### [Bloc de texte]
========

Monsieur le Ministre d’Etat, Mesdames et Messieurs les membres du gouvernement,

Nous ne pouvons que juger positivement le fait que vous souhaitez préparer notre pays – et surtout notre économie – aux défis de l’avenir, tel que vous l’envisagez sous le slogan de la « troisième révolution industrielle » avec le soutien de l’auteur américain réputé Jeremy Rifkin.

Selon les déclarations officielles, votre noble objectif sera de préparer l’économie luxembourgeoise à la révolution digitale et de relever de manière plus conséquente les défis soulevés par la protection du climat et des ressources ainsi que du processus de substitution des énergies fossiles. Un autre élément saluable réside dans le fait que vous thématisez les concepts « d’économie circulaire », respectivement de « sharing economy » (qui fonctionne selon le principe de l’échange, et non de l’acquisition).

On peut certes discuter si le Luxembourg a vraiment besoin de recourir aux services d’un publiciste américain afin de relever des challenges qui sont bien connus. Néanmoins, il faut reconnaître que cet appel donne lieu à une thématisation renforcée et à une focalisation sur ces concepts au Luxembourg. Et si Jeremy Rifkin devait contribuer au succès de ces efforts, on pourrait déjà le qualifier de première victoire.

Or – et c’est là que le bât blesse – la dite « troisième révolution industrielle à la luxembourgeoise » ne cache en fait rien d’autre qu’un « business as usual ». L’orientation fondamentale actuelle de notre système économique, avec sa contrainte de croissance inhérente, n’est pas remise en question.

A l’occasion de la présentation de l’étude Rifkin à la Chambre de Commerce, Monsieur Schneider, en votre qualité de Ministre de l’Economie, vous ne vous êtes pas lassé de répéter à plusieurs reprises qu’il s’agissait de garantir une « croissance durable » – une « croissance verte ». Car sans croissance, il serait impossible de garantir la survie de notre modèle social actuel. Ce qui revient à dire qu’à l’issue de cette troisième révolution industrielle pourchassée, le principe de croissance demeurerait toujours l’essence même du modèle socio-économique du Luxembourg.

Toujours est-il qu’aux yeux du Mouvement Ecologique, croire en une croissance illimitée sur une planète qui a clairement atteint ses limites (ou à l’intérieur d’un pays à l’espace et aux ressources clairement délimités), est un leurre sans pareil. Certes: nous sommes également d’avis que certaines branches porteuses d’avenir, comme par exemple celle des énergies renouvelables, doivent continuer à faire l’objet d’une croissance. Mais: ne pas vouloir démordre de manière générale du principe d’une continuelle croissance du PIB représente à nos yeux une erreur fatale. S’y ajoute le fait que de plus en plus de citoyens luxembourgeois remettent en question les conséquences induites par un tel développement (mitage du paysage, problèmes de mobilité, perte de biodiversité, pollution de l’air, pollution sonore). Le Luxembourg d’un million d’habitants, une vision qui nous fut présentée dans le cadre des débats budgétaires, nous semble loin de faire l’unanimité.

========

### [Données fournies]
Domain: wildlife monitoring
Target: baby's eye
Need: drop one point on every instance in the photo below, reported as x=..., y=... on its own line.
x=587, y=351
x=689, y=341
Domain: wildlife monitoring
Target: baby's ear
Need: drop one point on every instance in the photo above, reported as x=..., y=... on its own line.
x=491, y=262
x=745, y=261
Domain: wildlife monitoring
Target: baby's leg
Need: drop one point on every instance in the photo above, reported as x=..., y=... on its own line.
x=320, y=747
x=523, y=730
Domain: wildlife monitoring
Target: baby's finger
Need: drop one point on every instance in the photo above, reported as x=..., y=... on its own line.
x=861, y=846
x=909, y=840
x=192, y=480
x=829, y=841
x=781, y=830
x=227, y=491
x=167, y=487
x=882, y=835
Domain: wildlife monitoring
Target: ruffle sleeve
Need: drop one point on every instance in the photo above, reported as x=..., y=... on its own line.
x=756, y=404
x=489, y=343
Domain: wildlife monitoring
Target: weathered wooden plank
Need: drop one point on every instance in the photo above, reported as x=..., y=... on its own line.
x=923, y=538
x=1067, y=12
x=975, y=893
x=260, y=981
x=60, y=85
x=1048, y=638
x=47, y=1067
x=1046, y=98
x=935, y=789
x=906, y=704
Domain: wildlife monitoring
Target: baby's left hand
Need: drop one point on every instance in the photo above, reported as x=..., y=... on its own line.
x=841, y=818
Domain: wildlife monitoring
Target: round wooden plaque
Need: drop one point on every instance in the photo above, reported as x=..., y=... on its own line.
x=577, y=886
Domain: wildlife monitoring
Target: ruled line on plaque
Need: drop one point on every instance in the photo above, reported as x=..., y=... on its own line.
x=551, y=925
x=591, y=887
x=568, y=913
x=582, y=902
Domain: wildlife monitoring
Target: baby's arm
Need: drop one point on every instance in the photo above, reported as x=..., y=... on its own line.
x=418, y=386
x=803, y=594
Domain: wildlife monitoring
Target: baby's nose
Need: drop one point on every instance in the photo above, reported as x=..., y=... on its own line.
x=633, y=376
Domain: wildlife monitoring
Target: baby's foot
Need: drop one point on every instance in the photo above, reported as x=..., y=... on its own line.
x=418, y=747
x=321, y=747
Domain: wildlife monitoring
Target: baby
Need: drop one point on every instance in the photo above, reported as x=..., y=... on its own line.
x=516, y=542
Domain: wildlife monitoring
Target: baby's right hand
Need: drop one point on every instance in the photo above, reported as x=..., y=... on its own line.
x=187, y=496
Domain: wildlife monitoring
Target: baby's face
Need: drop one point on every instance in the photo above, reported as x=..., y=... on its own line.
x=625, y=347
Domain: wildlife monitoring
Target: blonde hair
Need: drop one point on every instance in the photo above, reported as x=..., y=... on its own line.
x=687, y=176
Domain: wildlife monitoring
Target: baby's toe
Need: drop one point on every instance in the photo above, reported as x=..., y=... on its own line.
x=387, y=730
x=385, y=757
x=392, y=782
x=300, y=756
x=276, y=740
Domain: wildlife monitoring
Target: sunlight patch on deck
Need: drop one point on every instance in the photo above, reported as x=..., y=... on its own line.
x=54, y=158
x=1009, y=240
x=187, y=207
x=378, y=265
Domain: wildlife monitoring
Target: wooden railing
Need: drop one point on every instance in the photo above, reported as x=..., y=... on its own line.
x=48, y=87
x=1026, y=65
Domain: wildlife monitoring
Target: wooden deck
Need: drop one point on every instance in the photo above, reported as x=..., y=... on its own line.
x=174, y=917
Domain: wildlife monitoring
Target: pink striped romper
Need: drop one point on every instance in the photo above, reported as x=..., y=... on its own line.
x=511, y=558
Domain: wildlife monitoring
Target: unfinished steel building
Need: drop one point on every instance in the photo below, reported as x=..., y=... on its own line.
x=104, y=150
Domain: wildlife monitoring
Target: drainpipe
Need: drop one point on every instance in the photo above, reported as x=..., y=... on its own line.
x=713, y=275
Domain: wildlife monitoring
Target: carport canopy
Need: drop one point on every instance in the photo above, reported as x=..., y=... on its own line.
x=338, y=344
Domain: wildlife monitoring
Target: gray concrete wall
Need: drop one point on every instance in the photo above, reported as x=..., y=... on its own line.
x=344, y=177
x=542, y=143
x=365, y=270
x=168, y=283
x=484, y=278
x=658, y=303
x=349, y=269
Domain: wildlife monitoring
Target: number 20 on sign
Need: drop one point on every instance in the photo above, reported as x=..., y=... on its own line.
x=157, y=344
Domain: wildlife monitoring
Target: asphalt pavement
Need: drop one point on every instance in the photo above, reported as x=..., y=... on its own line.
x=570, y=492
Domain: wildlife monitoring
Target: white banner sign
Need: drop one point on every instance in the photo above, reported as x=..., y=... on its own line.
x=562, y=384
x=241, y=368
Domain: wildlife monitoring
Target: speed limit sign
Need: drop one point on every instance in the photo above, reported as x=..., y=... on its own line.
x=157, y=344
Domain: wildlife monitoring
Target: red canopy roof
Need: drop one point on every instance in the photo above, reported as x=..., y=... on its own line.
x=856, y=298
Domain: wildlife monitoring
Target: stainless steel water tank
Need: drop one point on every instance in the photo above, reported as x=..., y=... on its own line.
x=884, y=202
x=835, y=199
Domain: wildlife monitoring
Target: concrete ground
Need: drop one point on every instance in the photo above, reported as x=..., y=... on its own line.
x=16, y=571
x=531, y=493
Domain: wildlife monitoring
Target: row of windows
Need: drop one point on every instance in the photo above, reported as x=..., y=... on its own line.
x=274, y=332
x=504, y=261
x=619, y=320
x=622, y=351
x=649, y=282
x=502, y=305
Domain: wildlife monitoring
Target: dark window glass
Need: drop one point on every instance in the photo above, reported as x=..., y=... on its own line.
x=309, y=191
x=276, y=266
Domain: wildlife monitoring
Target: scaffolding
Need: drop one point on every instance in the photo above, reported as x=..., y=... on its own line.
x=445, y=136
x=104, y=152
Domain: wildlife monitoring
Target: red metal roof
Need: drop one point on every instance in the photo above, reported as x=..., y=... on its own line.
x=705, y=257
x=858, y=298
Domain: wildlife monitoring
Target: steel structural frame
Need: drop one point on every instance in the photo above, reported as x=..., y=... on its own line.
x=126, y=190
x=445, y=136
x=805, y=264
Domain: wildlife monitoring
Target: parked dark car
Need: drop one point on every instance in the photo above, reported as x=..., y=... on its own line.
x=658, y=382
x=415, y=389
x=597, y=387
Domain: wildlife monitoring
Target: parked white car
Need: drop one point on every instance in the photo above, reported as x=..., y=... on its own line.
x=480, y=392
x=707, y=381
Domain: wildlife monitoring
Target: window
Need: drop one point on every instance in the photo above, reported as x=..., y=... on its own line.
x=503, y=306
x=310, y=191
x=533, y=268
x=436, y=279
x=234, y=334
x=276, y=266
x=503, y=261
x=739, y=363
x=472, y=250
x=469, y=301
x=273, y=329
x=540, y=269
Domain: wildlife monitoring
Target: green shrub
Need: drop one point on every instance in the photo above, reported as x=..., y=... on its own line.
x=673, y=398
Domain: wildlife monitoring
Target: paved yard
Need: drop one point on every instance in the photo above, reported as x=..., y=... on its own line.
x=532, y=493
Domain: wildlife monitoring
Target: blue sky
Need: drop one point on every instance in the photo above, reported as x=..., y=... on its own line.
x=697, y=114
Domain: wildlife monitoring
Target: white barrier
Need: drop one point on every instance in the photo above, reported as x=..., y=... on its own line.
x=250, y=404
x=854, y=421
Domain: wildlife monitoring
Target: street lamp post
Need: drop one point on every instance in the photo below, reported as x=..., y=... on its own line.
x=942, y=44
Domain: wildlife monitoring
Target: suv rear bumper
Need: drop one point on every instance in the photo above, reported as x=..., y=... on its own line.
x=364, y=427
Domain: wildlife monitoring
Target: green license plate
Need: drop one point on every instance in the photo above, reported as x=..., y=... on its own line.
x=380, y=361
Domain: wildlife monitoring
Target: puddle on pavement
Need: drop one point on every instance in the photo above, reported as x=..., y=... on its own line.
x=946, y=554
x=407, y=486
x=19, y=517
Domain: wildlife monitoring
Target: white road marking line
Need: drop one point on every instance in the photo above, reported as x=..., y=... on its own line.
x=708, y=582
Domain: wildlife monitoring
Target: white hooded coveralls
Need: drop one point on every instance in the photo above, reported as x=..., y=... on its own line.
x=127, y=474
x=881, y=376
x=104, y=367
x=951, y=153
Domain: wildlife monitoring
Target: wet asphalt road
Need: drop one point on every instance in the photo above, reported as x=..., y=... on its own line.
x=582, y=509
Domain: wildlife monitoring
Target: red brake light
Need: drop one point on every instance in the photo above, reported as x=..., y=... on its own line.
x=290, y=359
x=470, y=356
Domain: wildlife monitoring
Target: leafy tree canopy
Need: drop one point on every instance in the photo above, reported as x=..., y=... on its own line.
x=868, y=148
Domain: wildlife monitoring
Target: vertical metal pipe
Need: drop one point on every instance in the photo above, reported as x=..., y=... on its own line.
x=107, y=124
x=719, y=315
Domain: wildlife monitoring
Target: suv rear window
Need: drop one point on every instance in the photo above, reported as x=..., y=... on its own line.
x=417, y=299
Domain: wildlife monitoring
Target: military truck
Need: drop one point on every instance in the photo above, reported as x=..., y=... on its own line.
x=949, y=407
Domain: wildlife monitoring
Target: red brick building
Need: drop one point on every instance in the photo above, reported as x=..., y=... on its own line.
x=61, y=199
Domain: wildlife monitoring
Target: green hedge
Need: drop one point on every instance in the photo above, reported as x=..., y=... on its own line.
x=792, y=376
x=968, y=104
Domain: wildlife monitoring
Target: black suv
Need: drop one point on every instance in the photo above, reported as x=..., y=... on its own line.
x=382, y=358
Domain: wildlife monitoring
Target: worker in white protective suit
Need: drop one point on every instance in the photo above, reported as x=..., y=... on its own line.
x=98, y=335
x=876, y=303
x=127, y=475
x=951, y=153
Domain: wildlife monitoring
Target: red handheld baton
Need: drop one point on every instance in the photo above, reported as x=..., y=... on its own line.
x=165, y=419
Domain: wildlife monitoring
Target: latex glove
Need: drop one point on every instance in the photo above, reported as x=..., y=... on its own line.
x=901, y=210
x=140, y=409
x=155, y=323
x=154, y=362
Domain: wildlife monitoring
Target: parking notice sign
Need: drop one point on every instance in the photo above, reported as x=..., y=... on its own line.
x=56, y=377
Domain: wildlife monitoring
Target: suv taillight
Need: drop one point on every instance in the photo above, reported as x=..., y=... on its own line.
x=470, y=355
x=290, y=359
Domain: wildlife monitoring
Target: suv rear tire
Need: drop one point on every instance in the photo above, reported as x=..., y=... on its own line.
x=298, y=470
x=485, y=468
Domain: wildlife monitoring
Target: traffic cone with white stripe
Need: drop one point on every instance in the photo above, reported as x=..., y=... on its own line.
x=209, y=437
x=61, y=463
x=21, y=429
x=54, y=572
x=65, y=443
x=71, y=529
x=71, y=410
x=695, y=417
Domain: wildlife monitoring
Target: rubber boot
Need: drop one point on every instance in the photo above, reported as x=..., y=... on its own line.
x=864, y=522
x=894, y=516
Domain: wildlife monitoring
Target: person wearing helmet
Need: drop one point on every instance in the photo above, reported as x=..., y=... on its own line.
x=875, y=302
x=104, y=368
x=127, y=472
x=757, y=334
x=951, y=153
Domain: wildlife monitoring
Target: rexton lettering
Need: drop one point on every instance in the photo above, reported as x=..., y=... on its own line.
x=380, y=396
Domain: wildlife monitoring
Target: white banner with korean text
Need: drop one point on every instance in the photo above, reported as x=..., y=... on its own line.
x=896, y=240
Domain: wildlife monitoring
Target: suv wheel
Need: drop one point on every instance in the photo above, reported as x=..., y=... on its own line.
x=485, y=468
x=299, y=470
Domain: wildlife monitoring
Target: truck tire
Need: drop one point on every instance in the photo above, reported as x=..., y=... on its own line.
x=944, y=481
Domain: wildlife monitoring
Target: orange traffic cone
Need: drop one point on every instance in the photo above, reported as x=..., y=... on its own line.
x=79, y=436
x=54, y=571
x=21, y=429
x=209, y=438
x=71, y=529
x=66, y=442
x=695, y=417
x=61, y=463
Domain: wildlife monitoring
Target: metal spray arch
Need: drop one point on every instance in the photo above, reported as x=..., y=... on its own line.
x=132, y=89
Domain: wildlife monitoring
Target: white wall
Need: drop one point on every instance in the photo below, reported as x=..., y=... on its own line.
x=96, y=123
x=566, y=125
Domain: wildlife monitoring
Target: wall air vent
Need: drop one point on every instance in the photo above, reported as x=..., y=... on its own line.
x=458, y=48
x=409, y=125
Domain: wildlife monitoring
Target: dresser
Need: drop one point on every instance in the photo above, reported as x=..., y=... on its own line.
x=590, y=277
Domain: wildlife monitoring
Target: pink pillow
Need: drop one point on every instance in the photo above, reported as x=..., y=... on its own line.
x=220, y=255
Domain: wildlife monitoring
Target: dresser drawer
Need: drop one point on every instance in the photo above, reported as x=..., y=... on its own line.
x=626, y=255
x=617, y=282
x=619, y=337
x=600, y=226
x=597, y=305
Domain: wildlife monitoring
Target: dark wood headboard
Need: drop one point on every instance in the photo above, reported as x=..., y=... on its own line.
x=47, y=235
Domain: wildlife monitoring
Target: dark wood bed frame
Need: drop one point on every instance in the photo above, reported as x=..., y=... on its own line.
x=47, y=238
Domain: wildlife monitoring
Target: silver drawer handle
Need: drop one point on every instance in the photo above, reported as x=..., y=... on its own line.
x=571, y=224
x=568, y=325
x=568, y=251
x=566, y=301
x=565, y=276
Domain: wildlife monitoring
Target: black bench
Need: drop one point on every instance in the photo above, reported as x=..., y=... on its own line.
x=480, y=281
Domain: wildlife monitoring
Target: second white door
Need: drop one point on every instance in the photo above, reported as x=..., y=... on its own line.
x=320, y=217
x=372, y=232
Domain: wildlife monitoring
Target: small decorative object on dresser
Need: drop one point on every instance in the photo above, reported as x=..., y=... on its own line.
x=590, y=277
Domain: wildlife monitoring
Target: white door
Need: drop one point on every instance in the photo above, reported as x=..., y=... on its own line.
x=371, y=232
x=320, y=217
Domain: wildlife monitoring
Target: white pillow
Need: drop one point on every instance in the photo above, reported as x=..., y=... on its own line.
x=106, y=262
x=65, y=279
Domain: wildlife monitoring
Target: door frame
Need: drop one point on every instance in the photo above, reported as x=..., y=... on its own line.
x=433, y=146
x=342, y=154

========

### [Travail demandé]
[1] Répondez aux questions suivantes d'après le bloc de texte :
(a) Quel auteur américain soutient le projet de « troisième révolution industrielle » ?
(b) Où l'étude Rifkin a-t-elle été présentée ?
(c) Quelle vision fut présentée dans le cadre des débats budgétaires ?
[2] Restituez à l'identique le passage du bloc de texte allant de « Monsieur le Ministre » jusqu'à « réputé Jeremy Rifkin. » inclus.

### [Les réponses]
[1]
(a) Jeremy Rifkin
(b) À la Chambre de Commerce
(c) Le Luxembourg d'un million d'habitants

[2]
Monsieur le Ministre d’Etat, Mesdames et Messieurs les membres du gouvernement,

Nous ne pouvons que juger positivement le fait que vous souhaitez préparer notre pays – et surtout notre économie – aux défis de l’avenir, tel que vous l’envisagez sous le slogan de la « troisième révolution industrielle » avec le soutien de l’auteur américain réputé Jeremy Rifkin.